(The data begins)
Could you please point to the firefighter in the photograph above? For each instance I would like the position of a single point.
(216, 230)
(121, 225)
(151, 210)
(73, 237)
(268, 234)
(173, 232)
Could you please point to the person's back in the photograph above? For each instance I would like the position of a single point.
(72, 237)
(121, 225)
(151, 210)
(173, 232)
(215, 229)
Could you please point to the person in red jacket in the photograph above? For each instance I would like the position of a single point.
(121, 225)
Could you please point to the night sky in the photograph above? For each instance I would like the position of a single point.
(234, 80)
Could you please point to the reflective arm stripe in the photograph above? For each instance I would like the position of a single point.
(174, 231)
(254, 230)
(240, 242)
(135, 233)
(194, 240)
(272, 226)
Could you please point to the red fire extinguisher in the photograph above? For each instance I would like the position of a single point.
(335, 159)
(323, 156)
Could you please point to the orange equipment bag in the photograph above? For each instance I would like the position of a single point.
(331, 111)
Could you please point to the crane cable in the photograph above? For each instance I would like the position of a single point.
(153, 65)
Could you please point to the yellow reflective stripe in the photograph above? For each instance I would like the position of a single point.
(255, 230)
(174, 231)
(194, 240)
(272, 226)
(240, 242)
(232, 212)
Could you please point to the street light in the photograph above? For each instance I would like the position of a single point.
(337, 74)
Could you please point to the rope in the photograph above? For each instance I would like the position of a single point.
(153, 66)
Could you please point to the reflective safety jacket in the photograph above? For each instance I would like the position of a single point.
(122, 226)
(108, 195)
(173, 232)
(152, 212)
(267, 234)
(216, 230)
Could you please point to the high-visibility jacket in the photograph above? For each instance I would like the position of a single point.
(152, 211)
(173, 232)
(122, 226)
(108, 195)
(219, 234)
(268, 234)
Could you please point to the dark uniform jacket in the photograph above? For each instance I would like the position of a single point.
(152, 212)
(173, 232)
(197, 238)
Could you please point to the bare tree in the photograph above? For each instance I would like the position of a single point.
(The data ends)
(The data begins)
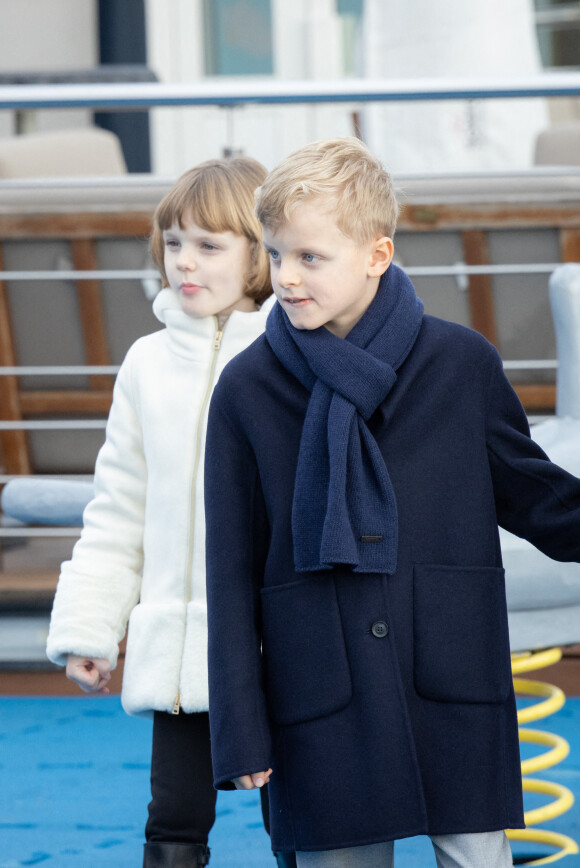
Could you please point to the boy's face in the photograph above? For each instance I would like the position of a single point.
(The data ends)
(The data begins)
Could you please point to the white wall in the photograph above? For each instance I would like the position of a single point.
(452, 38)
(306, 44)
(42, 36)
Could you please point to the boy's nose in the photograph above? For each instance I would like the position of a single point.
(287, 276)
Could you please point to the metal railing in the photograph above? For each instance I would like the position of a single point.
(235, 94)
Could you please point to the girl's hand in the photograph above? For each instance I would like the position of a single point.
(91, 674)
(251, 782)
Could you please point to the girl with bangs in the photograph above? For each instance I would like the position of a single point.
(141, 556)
(The data ends)
■ **What the task requires**:
Could you return exactly the stretch of the data above that starts at the line with "Could you please point to the rope" and ends at the line with "Could you please point to the bare", both lines included?

■ **Result for this task**:
Could you please point to the rope in the photograph above? For each instance I would like the position of a single point.
(153, 66)
Could you please point to the reflective safety jacket in the photograph above? For each instance I would like the position of a single point.
(122, 226)
(108, 195)
(173, 232)
(152, 212)
(267, 234)
(216, 230)
Could you please point to the high-visibility jacket in the photograph above? For each instance I would like the position of a single point.
(152, 211)
(173, 232)
(122, 226)
(108, 195)
(219, 234)
(268, 234)
Could you please point to the dark uniform jacket in the photograph above? For each instance I would like the position of a single point.
(152, 212)
(173, 232)
(197, 238)
Could you please point to the bare tree in the photograph above? For each instance I would like the position of a single point.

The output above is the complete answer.